• **Problems**:
**a)** In the mailing list message on DAX tracepoints, on what day and at what time did Linus Torvalds write the message that is quoted?
**b)** Continue the mailing list message on DAX tracepoints from the point where it stops.

• **Text excerpt**:

Date: Mon, 28 Nov 2016 09:42:08 +1100
From: Dave Chinner <david@fromorbit.com>
To: Linus Torvalds <torvalds@linux-foundation.org>
Cc: Al Viro <viro@zeniv.linux.org.uk>,
        Ross Zwisler <ross.zwisler@linux.intel.com>,
        Linux Kernel Mailing List <linux-kernel@vger.kernel.org>,
        Andrew Morton <akpm@linux-foundation.org>,
        Christoph Hellwig <hch@lst.de>,
        Dan Williams <dan.j.williams@intel.com>,
        Ingo Molnar <mingo@redhat.com>, Jan Kara <jack@suse.cz>,
        Matthew Wilcox <mawilcox@microsoft.com>,
        Steven Rostedt <rostedt@goodmis.org>,
        "linux-ext4@vger.kernel.org" <linux-ext4@vger.kernel.org>,
        linux-fsdevel <linux-fsdevel@vger.kernel.org>,
        linux-mm <linux-mm@kvack.org>,
        "linux-nvdimm@lists.01.org" <linux-nvdimm@ml01.01.org>
Subject: Re: [PATCH 3/6] dax: add tracepoint infrastructure, PMD tracing
Message-ID: <20161127224208.GA31101@dastard>
References: <1479926662-21718-1-git-send-email-ross.zwisler@linux.intel.com>
 <1479926662-21718-4-git-send-email-ross.zwisler@linux.intel.com>
 <20161124173220.GR1555@ZenIV.linux.org.uk>
 <20161125024918.GX31101@dastard>
 <20161125041419.GT1555@ZenIV.linux.org.uk>
 <20161125070642.GZ31101@dastard>
 <20161125073747.GU1555@ZenIV.linux.org.uk>
 <CA+55aFy5=74ad4tByQJYnkyX079z59yn02koJ_G8kfxamjvPDw@mail.gmail.com>
MIME-Version: 1.0
Content-Type: text/plain; charset=us-ascii
Content-Disposition: inline
In-Reply-To: <CA+55aFy5=74ad4tByQJYnkyX079z59yn02koJ_G8kfxamjvPDw@mail.gmail.com>
User-Agent: Mutt/1.5.21 (2010-09-15)
Sender: linux-kernel-owner@vger.kernel.org
Content-Length: 2381
Lines: 53

On Fri, Nov 25, 2016 at 11:51:26AM -0800, Linus Torvalds wrote:
> On Thu, Nov 24, 2016 at 11:37 PM, Al Viro <viro@zeniv.linux.org.uk> wrote:
> >
> > My impression is that nobody (at least kernel-side) wants them to be
> > a stable ABI, so long as nobody in userland screams about their code
> > being broken, everything is fine.  As usual, if nobody notices an ABI
> > change, it hasn't happened.  The question is what happens when somebody
> > does.

• **Supplied records**:

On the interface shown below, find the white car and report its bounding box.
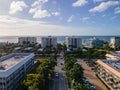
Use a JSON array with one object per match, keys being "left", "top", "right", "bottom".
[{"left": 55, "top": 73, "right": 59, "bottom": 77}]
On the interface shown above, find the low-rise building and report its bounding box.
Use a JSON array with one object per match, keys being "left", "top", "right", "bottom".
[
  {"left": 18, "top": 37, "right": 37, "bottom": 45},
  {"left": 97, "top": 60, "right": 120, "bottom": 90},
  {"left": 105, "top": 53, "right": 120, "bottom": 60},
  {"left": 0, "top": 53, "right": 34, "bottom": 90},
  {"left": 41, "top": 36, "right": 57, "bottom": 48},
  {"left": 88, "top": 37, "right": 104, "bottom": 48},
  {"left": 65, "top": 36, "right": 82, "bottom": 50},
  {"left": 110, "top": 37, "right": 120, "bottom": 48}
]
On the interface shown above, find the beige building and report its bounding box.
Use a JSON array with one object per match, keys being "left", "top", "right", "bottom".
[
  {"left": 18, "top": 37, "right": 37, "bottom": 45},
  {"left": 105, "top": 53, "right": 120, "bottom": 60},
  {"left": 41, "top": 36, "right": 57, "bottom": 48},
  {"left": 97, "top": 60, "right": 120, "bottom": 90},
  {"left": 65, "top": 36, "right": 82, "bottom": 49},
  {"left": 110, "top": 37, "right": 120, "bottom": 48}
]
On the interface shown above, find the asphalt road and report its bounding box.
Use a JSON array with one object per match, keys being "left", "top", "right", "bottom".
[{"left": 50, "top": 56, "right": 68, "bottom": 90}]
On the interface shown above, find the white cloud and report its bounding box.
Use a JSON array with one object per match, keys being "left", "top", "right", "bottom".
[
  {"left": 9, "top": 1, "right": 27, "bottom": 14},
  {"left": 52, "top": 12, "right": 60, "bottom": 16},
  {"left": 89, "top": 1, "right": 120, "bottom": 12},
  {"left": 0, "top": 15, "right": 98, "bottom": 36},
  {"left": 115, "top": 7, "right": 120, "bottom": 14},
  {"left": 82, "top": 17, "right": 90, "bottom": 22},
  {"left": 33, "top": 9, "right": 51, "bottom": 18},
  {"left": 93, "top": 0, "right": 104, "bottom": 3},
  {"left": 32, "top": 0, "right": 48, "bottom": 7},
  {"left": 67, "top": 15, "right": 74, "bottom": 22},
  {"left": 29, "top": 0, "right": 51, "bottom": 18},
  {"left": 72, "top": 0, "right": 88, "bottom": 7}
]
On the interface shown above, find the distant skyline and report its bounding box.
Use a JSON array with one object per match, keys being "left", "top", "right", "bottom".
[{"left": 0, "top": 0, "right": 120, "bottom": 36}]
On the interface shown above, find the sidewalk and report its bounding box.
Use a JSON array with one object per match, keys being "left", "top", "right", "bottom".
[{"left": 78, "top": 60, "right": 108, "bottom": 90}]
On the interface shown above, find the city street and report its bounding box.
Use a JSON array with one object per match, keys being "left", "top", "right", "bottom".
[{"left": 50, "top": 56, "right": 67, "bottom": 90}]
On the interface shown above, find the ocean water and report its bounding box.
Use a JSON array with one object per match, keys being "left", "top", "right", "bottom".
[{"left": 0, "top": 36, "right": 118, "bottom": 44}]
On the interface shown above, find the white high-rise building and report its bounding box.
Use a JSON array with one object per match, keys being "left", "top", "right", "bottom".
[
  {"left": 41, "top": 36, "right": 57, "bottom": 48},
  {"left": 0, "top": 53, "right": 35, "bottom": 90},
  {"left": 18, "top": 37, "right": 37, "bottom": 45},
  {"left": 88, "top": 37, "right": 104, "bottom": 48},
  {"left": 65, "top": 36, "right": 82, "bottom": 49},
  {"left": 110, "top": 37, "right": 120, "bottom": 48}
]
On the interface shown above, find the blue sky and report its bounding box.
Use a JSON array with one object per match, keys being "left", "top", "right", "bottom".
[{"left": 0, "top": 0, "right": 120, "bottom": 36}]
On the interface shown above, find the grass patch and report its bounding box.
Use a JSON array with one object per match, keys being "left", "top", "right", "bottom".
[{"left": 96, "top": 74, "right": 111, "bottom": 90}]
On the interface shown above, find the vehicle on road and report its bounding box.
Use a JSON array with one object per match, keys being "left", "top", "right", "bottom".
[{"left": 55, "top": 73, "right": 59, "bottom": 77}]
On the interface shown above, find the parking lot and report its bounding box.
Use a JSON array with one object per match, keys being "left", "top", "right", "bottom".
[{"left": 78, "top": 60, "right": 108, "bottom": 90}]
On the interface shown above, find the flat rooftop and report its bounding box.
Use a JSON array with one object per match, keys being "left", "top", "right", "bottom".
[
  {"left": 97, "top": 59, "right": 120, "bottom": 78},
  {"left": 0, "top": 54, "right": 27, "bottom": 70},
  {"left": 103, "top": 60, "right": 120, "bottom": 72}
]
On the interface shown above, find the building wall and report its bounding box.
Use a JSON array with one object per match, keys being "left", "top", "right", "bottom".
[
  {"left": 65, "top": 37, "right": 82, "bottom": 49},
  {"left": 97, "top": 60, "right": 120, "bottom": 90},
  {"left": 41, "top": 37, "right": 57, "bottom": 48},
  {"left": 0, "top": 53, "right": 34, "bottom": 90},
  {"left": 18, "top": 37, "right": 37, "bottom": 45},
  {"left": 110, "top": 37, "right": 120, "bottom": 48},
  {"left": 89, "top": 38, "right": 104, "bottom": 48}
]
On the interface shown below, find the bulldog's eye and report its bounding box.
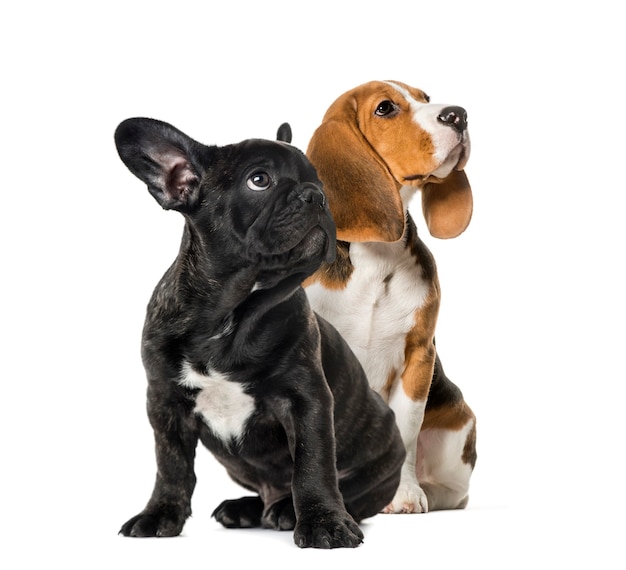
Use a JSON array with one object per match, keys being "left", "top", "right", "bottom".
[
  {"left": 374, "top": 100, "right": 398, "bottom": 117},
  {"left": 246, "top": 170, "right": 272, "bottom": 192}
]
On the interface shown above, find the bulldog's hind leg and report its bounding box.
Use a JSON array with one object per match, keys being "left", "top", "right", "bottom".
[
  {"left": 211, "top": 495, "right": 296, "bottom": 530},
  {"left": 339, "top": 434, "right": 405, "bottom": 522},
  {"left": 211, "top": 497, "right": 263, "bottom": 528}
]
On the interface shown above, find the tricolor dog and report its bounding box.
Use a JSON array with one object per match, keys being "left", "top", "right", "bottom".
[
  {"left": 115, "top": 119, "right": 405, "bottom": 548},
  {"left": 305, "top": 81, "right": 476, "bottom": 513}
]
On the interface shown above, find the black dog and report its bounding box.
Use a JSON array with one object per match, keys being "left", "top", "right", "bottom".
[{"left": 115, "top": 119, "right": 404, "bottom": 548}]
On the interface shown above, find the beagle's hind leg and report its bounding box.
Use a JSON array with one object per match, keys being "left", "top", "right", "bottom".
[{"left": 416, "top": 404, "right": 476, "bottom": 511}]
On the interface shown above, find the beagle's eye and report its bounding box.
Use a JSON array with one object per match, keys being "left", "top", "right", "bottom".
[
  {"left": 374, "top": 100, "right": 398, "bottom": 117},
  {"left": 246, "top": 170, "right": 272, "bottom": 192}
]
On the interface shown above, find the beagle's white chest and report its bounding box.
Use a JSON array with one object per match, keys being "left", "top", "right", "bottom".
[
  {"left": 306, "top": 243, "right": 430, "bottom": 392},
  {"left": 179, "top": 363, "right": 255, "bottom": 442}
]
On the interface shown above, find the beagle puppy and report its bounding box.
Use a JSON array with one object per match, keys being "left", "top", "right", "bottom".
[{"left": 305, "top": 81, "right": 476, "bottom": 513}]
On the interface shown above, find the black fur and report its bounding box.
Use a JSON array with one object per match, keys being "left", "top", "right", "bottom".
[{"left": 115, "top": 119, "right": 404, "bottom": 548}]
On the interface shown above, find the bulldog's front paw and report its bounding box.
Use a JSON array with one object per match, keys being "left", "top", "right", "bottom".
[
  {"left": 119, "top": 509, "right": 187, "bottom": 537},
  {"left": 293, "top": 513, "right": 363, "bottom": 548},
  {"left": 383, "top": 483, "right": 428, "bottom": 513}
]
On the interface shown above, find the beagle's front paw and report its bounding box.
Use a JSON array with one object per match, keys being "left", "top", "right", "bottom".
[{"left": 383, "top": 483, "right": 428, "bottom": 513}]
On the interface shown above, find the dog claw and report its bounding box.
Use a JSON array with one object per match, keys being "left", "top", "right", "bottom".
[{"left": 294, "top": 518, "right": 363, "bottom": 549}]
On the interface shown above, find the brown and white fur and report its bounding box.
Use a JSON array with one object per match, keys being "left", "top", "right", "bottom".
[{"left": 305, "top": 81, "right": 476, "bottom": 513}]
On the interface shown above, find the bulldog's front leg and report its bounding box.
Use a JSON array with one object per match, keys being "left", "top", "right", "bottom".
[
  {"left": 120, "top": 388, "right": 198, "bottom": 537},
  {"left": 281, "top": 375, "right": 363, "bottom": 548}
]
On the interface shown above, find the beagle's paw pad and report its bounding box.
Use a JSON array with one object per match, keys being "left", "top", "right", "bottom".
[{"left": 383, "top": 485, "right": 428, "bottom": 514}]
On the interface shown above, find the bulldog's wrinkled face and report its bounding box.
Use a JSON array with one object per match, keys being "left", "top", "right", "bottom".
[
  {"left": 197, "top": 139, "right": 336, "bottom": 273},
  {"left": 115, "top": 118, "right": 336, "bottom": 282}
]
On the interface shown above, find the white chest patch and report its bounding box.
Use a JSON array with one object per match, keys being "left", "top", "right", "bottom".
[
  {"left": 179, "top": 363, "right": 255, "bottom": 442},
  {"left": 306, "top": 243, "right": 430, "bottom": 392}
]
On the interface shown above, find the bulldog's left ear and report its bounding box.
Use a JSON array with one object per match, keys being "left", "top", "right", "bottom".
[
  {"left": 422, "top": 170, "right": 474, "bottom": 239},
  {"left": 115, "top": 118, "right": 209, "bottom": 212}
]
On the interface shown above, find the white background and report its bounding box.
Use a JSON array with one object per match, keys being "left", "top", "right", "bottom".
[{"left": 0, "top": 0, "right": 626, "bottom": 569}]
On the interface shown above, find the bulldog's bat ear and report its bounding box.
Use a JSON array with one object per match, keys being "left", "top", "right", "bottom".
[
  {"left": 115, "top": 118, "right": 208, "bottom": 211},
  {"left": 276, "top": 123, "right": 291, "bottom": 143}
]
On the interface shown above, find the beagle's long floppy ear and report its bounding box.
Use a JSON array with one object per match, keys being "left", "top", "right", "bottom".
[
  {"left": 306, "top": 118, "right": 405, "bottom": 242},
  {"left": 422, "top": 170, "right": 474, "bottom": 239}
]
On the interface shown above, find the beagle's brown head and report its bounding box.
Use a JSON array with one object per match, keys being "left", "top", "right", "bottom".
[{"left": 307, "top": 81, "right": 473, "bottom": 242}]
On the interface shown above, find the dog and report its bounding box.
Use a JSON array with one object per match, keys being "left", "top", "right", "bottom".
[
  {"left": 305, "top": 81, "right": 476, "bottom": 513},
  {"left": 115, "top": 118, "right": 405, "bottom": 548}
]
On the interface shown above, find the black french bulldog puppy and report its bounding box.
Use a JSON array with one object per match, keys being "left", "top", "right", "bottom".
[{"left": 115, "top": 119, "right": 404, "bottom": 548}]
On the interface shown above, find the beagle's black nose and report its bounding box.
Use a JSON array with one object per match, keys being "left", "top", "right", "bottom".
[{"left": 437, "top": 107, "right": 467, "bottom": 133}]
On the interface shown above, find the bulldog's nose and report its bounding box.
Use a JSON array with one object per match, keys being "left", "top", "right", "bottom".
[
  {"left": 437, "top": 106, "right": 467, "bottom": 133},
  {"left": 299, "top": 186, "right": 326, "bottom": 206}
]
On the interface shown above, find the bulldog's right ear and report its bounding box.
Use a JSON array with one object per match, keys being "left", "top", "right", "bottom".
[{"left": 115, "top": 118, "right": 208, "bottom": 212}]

• **Exercise responses**:
**a)** Friday, November 25, 2016, at 11:51:26 AM (-0800).

**b)**
> 
> Right. There is basically _no_ "stable API" for the kernel anywhere,
> it's just an issue of "you can't break workflow for normal people".
> 
> And if somebody writes his own trace scripts, and some random trace
> point goes away (or changes semantics), that's easy: he can just fix
> his script. Tracepoints aren't ever going to be stable in that sense.
> 
> But when then somebody writes a trace script that is so useful that
> distros pick it up, and people start using it and depending on it,
> then _that_ trace point may well have become effectively locked in
> stone.

And that's exactly why we need a method of marking tracepoints as
stable. How else are we going to know whether a specific tracepoint
is stable if the kernel code doesn't document that it's stable? And
how are we going to know why it's considered stable if there isn't a
commit message that explains why it was made stable?

> We do have filesystem code that is just disgusting. As an example:
> fs/afs/ tends to have these crazy "_enter()/_exit()" macros in every
> single function. If you want that, use the function tracer. That seems
> to be just debugging code that has been left around for others to
> stumble over. I do *not* believe that we should encourage that kind of
> "machine gun spray" use of tracepoints.

Inappropriate use of tracepoints is a different problem. The issue
here is getting rid of the uncertainty caused by the handwavy
"tracepoints a mutable until someone, somewhere decides to use it in
userspace" policy.

> But tracing actual high-level things like IO and faults? I think that
> makes perfect sense, as long as the data that is collected is also the
> actual event data, and not so much a random implementation issue of
> the day.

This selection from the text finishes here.